WHAT YOU NEED TO DO: What is needed here is an exact reprint of every record below.

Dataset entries

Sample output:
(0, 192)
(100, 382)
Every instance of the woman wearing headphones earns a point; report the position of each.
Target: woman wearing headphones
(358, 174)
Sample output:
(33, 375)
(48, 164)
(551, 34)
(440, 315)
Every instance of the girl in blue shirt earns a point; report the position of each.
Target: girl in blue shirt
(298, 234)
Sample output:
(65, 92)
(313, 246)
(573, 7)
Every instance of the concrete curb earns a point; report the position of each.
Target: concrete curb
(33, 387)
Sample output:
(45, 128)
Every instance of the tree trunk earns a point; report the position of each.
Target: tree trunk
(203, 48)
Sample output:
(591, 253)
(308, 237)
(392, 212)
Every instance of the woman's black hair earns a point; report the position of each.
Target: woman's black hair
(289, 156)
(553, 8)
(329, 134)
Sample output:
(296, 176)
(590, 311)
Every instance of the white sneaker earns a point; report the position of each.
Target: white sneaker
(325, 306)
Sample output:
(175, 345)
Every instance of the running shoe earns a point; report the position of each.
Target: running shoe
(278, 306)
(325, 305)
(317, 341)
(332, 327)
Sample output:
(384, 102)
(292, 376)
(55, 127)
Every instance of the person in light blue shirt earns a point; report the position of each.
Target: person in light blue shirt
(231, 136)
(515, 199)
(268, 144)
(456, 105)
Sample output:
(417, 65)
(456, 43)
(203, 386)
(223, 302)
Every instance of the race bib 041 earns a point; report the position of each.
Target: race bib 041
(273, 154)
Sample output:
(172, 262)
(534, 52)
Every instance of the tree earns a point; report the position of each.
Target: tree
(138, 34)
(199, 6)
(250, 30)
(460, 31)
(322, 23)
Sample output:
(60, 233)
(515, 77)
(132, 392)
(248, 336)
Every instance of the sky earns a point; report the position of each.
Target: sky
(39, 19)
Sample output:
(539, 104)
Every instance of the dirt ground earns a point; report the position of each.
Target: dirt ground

WRITTEN REPLY:
Sample output:
(0, 192)
(100, 382)
Every instance of the woman wearing headphones earns a point; report the position of each.
Target: woman wearing headphones
(358, 174)
Sample output:
(33, 375)
(48, 164)
(551, 34)
(440, 315)
Every instance of the girl in blue shirt earns a point; report the position of each.
Target: girl in blue shirt
(298, 234)
Sample output:
(65, 92)
(313, 246)
(573, 7)
Every instance of the concrete curb earns a point; report the position of each.
Target: concrete curb
(33, 387)
Sample output:
(45, 128)
Every instance of the tree trunk earns a point; report the position of each.
Target: tree trunk
(203, 48)
Sample output:
(591, 253)
(308, 237)
(392, 212)
Every instance of the woman's black hair earns a point; report the position of each.
Target: woman's black hair
(289, 156)
(553, 8)
(329, 134)
Sample output:
(296, 176)
(590, 311)
Every instance of the white sneaker earns a point; report the position of each.
Target: white sneaker
(325, 306)
Sample output:
(175, 345)
Every instance of the running shoe earns a point; report the position of each.
Target: running shoe
(278, 306)
(325, 305)
(317, 341)
(332, 327)
Sample output:
(384, 102)
(292, 376)
(55, 127)
Every instance of the person in light blue shirt earns a point; report the position of each.
Target: person in light blue shirt
(231, 136)
(515, 199)
(268, 144)
(456, 105)
Sample output:
(417, 65)
(456, 43)
(203, 386)
(223, 302)
Every instance of the race bib 041 earns a point; report the position of each.
Target: race bib 041
(273, 154)
Sample output:
(172, 262)
(534, 52)
Every instance of the tree earns a point; report the position of each.
Target: tree
(138, 34)
(199, 6)
(250, 30)
(460, 31)
(322, 23)
Sample output:
(60, 233)
(515, 77)
(132, 392)
(248, 336)
Every instance of the sky earns a point; report the position of each.
Target: sky
(39, 19)
Sample output:
(539, 104)
Every instance of the dirt ground earns a point; report the position of each.
Target: dirt ground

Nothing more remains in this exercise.